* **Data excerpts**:
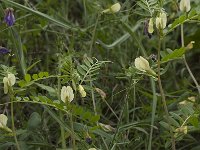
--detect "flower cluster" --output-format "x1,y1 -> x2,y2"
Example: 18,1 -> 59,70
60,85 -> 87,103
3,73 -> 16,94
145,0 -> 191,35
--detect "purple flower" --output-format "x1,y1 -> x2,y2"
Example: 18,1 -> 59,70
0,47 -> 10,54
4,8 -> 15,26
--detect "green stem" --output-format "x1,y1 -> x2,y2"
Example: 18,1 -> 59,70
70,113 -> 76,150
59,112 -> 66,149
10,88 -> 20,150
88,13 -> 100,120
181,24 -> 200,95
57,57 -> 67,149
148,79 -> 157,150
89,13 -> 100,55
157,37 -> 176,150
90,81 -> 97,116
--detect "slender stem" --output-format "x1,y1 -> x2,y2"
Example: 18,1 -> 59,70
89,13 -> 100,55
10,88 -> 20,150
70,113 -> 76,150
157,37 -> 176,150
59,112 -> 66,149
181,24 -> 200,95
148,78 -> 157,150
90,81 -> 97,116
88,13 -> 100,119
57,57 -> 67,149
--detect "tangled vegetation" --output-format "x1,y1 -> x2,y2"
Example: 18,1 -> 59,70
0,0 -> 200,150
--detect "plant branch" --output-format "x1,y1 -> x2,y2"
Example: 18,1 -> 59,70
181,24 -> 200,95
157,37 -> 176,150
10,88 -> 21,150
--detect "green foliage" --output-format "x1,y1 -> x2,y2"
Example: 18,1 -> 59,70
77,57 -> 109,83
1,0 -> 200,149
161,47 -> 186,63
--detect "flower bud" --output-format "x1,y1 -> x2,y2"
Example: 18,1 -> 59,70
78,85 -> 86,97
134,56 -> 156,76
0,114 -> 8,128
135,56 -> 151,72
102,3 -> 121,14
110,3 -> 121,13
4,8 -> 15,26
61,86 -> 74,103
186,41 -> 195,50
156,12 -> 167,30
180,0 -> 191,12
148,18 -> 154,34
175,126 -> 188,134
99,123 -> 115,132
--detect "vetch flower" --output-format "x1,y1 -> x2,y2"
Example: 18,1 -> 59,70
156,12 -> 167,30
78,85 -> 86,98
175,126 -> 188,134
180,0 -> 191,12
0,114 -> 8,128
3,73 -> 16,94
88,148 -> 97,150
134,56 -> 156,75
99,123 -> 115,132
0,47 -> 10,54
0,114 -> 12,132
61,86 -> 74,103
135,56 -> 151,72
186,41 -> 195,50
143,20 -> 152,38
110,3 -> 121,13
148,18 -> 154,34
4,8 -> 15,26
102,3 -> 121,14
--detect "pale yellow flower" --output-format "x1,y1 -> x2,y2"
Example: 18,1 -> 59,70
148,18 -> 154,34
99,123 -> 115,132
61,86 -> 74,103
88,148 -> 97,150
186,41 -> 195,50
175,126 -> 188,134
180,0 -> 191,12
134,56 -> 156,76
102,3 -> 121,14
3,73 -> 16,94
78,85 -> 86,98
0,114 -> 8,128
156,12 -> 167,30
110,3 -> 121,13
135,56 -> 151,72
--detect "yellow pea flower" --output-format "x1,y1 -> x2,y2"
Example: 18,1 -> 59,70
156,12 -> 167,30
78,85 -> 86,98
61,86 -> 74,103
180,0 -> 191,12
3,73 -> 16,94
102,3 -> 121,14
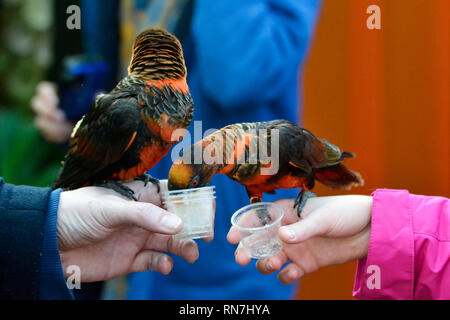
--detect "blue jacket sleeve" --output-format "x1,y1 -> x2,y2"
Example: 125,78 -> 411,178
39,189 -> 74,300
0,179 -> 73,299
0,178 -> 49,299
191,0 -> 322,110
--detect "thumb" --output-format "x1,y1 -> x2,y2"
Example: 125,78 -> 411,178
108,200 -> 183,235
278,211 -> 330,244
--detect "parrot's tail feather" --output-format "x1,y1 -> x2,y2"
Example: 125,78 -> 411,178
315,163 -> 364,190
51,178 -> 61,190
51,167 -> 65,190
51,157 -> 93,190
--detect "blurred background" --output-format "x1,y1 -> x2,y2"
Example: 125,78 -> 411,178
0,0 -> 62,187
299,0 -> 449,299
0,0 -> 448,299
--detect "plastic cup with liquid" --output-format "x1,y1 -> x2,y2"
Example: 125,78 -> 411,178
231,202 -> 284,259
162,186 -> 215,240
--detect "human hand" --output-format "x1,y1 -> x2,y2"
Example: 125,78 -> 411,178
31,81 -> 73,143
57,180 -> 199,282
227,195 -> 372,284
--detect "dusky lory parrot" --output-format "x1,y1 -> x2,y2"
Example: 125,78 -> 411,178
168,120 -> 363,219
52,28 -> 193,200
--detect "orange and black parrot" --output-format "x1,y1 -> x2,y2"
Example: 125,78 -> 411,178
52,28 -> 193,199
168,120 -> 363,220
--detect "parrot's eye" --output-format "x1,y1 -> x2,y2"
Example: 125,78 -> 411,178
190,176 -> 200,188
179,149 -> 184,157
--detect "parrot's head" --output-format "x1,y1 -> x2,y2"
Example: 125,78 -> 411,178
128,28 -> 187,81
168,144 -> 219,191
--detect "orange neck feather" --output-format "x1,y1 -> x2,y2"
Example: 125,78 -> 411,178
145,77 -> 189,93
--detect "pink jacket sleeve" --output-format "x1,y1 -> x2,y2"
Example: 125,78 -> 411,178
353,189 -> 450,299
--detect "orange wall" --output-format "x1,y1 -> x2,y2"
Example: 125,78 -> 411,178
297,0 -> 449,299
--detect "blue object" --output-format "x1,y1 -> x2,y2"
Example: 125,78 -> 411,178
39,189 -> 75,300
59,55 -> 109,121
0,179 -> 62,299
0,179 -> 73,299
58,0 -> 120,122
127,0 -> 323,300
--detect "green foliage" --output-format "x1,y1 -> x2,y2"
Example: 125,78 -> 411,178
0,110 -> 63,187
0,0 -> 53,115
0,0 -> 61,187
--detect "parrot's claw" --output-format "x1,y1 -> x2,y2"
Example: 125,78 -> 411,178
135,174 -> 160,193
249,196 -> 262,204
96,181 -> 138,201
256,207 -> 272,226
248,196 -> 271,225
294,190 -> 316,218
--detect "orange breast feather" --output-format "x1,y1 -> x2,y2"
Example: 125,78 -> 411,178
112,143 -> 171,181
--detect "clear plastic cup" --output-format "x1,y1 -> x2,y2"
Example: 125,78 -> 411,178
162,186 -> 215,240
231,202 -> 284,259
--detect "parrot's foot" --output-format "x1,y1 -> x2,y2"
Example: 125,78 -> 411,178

* **Aim of the exercise**: When a line among the entries above contains "jacket", copy it.

* **Solution to this problem**:
--detect "blue jacket sleeve" --output-format "x1,y1 -> x2,y2"
--detect "pink jacket sleeve" --output-format "x1,y1 -> x2,y2"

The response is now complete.